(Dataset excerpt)
•••
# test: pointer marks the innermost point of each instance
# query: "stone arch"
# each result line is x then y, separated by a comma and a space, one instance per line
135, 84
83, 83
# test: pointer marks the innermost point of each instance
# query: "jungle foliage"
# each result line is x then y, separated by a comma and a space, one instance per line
•••
Your task> Please rewrite the records above in full, every line included, and shift each x and y coordinate in the results by -83.

Response for this exercise>
# test: pointer marks the innermost point of each instance
# query: "stone arch"
# each result line is x then y, separated by a comma and a space, one instance per line
52, 1
0, 0
# test: pointer marks the innermost point of each instance
# query: "jungle foliage"
# each result line is x then y, separated by a comma and a space, one instance per line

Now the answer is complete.